• What is needed: Can you reproduce the entries from the line containing "Where can you see the aircraft" through the end of the entries, both ends included, copying each line in that stretch and raising every answer coordinate by 142?

• Extracted records:

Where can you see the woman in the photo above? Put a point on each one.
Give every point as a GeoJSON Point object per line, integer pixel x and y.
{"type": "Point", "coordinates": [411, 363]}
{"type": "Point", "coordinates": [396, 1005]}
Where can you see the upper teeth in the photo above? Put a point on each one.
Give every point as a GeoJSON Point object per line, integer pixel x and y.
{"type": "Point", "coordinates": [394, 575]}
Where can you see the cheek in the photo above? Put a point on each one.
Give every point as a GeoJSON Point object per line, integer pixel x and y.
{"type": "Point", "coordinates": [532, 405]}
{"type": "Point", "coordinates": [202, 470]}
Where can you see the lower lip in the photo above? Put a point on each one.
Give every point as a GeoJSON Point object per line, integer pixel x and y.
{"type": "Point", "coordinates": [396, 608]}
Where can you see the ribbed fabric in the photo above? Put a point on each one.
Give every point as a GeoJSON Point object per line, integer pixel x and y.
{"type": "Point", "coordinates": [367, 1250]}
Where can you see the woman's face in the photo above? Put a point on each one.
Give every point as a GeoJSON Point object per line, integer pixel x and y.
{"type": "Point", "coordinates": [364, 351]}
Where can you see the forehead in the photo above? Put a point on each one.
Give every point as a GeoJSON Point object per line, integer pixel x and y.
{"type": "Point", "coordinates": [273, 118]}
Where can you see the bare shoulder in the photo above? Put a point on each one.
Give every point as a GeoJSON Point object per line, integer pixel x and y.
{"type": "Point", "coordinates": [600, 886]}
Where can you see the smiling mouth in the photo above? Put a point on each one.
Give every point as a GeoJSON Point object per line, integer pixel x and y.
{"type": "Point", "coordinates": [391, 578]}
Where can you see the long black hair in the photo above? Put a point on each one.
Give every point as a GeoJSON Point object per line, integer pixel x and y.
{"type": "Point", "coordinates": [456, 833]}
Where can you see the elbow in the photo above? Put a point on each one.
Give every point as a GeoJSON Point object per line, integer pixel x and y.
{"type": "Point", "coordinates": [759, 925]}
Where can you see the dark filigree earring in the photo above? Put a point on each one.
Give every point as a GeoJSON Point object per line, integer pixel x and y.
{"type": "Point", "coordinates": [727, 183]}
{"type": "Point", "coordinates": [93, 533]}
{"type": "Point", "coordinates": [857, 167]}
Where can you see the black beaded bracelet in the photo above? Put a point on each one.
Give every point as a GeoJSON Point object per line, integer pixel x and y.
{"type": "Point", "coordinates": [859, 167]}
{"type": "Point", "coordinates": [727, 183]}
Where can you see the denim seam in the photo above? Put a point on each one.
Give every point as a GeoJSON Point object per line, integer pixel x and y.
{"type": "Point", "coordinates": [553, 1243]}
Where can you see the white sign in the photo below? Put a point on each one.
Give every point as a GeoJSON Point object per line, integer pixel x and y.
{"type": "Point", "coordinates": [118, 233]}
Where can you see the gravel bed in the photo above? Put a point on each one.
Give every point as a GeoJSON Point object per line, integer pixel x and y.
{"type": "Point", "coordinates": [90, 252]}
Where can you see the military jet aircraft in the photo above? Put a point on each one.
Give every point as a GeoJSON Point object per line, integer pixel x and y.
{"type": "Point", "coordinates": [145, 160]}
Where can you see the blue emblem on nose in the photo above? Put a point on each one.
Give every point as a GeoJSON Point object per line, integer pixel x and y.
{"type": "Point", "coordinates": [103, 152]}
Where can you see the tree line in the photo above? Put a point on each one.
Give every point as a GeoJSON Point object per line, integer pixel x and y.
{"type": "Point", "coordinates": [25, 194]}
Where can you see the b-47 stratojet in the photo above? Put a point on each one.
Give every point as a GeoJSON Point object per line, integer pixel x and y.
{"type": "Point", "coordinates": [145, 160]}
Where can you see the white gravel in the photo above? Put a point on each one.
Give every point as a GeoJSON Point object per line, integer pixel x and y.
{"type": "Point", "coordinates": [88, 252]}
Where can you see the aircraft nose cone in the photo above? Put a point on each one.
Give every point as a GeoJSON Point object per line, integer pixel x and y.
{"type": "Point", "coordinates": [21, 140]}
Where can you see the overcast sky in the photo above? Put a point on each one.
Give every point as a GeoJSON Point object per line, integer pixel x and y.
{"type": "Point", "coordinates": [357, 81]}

• Problem solution:
Where can you see the aircraft nose cone in the photo above? Put a point on each one.
Give every point as a GeoJSON Point object per line, integer pixel x and y.
{"type": "Point", "coordinates": [163, 282]}
Where can you see the overcast sky in the photo above? Put a point on each one.
Give every point as a GeoJSON Point object per line, integer pixel x and y.
{"type": "Point", "coordinates": [499, 223]}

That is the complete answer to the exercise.